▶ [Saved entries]
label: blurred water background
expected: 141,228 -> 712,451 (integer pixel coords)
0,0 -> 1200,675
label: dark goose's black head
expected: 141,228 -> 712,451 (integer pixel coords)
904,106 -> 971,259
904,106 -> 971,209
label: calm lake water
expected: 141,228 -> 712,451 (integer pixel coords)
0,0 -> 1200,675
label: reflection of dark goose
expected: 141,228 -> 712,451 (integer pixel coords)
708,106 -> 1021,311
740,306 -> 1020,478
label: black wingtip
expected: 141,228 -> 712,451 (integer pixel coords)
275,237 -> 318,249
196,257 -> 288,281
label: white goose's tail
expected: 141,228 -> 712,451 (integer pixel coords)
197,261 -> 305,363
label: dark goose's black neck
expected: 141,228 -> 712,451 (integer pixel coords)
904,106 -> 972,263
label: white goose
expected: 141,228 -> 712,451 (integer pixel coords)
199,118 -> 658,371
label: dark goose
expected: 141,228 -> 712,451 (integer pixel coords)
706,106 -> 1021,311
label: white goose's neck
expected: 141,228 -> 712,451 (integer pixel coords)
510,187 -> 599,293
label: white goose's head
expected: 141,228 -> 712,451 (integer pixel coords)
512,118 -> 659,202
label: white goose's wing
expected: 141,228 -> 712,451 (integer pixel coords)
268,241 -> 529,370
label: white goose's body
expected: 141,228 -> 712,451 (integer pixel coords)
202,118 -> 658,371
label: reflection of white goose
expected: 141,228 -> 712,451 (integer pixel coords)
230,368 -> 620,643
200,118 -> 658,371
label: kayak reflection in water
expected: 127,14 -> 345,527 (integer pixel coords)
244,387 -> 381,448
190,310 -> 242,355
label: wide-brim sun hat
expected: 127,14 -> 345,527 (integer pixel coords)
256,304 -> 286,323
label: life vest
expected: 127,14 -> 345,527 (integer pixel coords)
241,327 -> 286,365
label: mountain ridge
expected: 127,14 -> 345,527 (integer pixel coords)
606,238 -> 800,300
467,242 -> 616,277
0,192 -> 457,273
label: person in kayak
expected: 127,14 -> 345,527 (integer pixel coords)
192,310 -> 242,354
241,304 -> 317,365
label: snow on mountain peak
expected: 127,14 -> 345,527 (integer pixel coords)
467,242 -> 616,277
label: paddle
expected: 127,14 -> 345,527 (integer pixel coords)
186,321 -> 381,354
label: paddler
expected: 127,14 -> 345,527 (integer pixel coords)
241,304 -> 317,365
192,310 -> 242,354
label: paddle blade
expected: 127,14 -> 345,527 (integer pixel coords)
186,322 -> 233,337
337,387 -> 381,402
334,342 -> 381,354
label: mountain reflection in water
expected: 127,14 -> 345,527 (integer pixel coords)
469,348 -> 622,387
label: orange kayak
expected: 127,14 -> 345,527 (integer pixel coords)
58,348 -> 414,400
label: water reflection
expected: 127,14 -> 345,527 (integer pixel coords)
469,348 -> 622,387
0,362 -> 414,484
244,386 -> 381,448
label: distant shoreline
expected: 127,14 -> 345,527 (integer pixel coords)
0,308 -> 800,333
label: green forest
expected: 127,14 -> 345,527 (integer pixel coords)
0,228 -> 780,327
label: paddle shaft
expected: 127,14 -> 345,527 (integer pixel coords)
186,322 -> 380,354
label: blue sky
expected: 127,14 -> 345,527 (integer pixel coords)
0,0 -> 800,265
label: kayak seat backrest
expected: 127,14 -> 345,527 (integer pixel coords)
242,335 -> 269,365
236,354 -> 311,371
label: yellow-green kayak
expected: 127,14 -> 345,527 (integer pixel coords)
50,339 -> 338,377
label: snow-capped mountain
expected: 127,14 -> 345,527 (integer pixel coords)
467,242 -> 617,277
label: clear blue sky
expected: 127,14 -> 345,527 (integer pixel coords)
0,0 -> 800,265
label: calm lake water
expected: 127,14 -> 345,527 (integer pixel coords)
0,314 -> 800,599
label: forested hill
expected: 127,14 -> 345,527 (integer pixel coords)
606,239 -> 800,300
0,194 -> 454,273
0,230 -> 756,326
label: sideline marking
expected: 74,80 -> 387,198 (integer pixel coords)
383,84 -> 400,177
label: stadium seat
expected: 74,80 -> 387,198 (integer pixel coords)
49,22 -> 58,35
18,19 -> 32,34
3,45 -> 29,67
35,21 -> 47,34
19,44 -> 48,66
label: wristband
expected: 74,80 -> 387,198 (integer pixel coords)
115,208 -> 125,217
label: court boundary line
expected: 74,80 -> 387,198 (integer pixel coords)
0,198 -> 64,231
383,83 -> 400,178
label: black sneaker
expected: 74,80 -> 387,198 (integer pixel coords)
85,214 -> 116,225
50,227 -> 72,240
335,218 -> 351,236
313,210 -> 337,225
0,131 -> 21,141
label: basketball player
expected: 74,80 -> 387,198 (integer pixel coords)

▶ [Problem description]
Render every line of the data above as a JSON list of strings, one string per line, omitting blank lines.

▶ [Finished exercise]
[
  "label: blurred water background",
  "expected: 141,228 -> 712,451 (integer pixel coords)",
  "0,0 -> 1200,675",
  "label: dark goose's black head",
  "expected: 141,228 -> 712,451 (integer pixel coords)",
  "904,106 -> 971,259",
  "904,106 -> 971,209",
  "label: calm lake water",
  "expected: 141,228 -> 712,451 (integer pixel coords)",
  "0,0 -> 1200,675",
  "label: reflection of dark goose",
  "expected: 141,228 -> 712,451 (integer pixel coords)",
  "708,106 -> 1021,311",
  "740,306 -> 1020,478",
  "label: black wingtip",
  "expected: 141,228 -> 712,451 (integer pixel coords)",
  "275,237 -> 318,249",
  "196,257 -> 288,281",
  "label: white goose's tail",
  "expected: 141,228 -> 712,451 (integer pixel coords)",
  "197,261 -> 305,363",
  "label: dark goose's black neck",
  "expected: 141,228 -> 712,451 (integer pixel coords)",
  "904,106 -> 972,263",
  "label: white goose",
  "expected: 141,228 -> 712,451 (integer pixel coords)",
  "199,118 -> 658,371",
  "label: dark goose",
  "expected: 141,228 -> 712,451 (integer pixel coords)",
  "706,106 -> 1021,311",
  "label: white goose's neck",
  "expected: 141,228 -> 712,451 (integer pixel coords)",
  "510,187 -> 599,293",
  "label: white goose's head",
  "expected: 141,228 -> 712,451 (integer pixel coords)",
  "512,118 -> 659,202",
  "label: white goose's wing",
  "expected: 141,228 -> 712,451 (integer pixel coords)",
  "268,241 -> 529,370",
  "label: white goose's body",
  "expected: 141,228 -> 712,451 (integer pixel coords)",
  "202,118 -> 658,371",
  "label: reflection of white goose",
  "expected: 141,228 -> 712,451 (integer pixel coords)",
  "230,368 -> 620,643",
  "200,118 -> 658,371",
  "label: kayak reflection in water",
  "expected: 127,14 -> 345,527 (integer pixel coords)",
  "244,387 -> 381,448",
  "190,310 -> 242,355",
  "label: wide-brim sun hat",
  "expected: 127,14 -> 345,527 (integer pixel coords)",
  "256,304 -> 286,323",
  "label: life vest",
  "expected: 127,14 -> 345,527 (integer pixel coords)",
  "241,327 -> 286,365",
  "label: mountain ridge",
  "expected: 127,14 -> 345,527 (integer pixel coords)",
  "606,238 -> 800,300",
  "467,242 -> 616,277",
  "0,192 -> 457,273",
  "label: person in kayak",
  "expected: 127,14 -> 345,527 (integer pixel coords)",
  "192,310 -> 242,354",
  "241,304 -> 317,365",
  "label: snow on mountain peak",
  "expected: 127,14 -> 345,527 (integer pixel coords)",
  "467,242 -> 616,277",
  "label: paddle",
  "expected: 127,14 -> 345,527 (integer pixel coords)",
  "186,321 -> 381,354",
  "label: paddler",
  "expected: 127,14 -> 345,527 (integer pixel coords)",
  "241,304 -> 317,365",
  "192,310 -> 242,354",
  "label: paddle blade",
  "expected: 127,14 -> 345,527 (integer pixel coords)",
  "186,322 -> 233,337",
  "337,387 -> 381,402",
  "334,342 -> 381,354",
  "label: mountain reflection in water",
  "expected: 127,14 -> 345,527 (integer pixel coords)",
  "469,348 -> 622,387",
  "label: orange kayak",
  "expected: 127,14 -> 345,527 (integer pixel coords)",
  "58,348 -> 414,400",
  "label: water reflection",
  "expected: 127,14 -> 345,527 (integer pixel coords)",
  "469,348 -> 622,387",
  "0,362 -> 414,484",
  "244,386 -> 381,448",
  "label: distant shoreline",
  "expected: 127,14 -> 345,527 (integer pixel coords)",
  "0,308 -> 800,333",
  "label: green forest",
  "expected: 127,14 -> 345,527 (integer pixel coords)",
  "0,228 -> 780,327",
  "label: paddle shaft",
  "expected: 127,14 -> 345,527 (integer pixel coords)",
  "186,322 -> 380,354",
  "label: blue sky",
  "expected: 127,14 -> 345,527 (integer pixel coords)",
  "0,0 -> 800,265",
  "label: kayak seat backrest",
  "expected: 127,14 -> 345,527 (integer pixel coords)",
  "242,335 -> 269,365",
  "236,354 -> 311,371",
  "label: yellow-green kayak",
  "expected: 127,14 -> 345,527 (integer pixel coords)",
  "50,339 -> 338,377",
  "label: snow-capped mountain",
  "expected: 127,14 -> 345,527 (integer pixel coords)",
  "467,242 -> 617,277",
  "label: clear blue sky",
  "expected: 127,14 -> 345,527 (integer pixel coords)",
  "0,0 -> 800,265",
  "label: calm lake water",
  "expected: 127,14 -> 345,527 (integer pixel coords)",
  "0,314 -> 800,599",
  "label: forested hill",
  "expected: 127,14 -> 345,527 (integer pixel coords)",
  "606,239 -> 800,300",
  "0,194 -> 454,273",
  "0,230 -> 756,326",
  "label: sideline marking",
  "expected: 74,80 -> 387,198 (integer pixel coords)",
  "383,84 -> 400,177",
  "label: stadium seat",
  "expected: 74,80 -> 387,198 (integer pixel coords)",
  "49,22 -> 58,35",
  "18,19 -> 32,34",
  "3,45 -> 29,67",
  "35,21 -> 47,34",
  "19,44 -> 48,66",
  "label: wristband",
  "expected: 74,80 -> 387,198 (integer pixel coords)",
  "115,208 -> 125,217",
  "label: court boundary line",
  "expected: 74,80 -> 387,198 (integer pixel coords)",
  "0,198 -> 64,231",
  "383,83 -> 400,178",
  "label: black sneaker",
  "expected: 74,80 -> 387,198 (integer pixel coords)",
  "85,214 -> 116,225",
  "50,227 -> 72,240",
  "335,218 -> 351,236",
  "313,210 -> 337,225",
  "0,131 -> 21,141",
  "label: basketball player",
  "expected: 74,80 -> 387,198 (integer pixel coords)"
]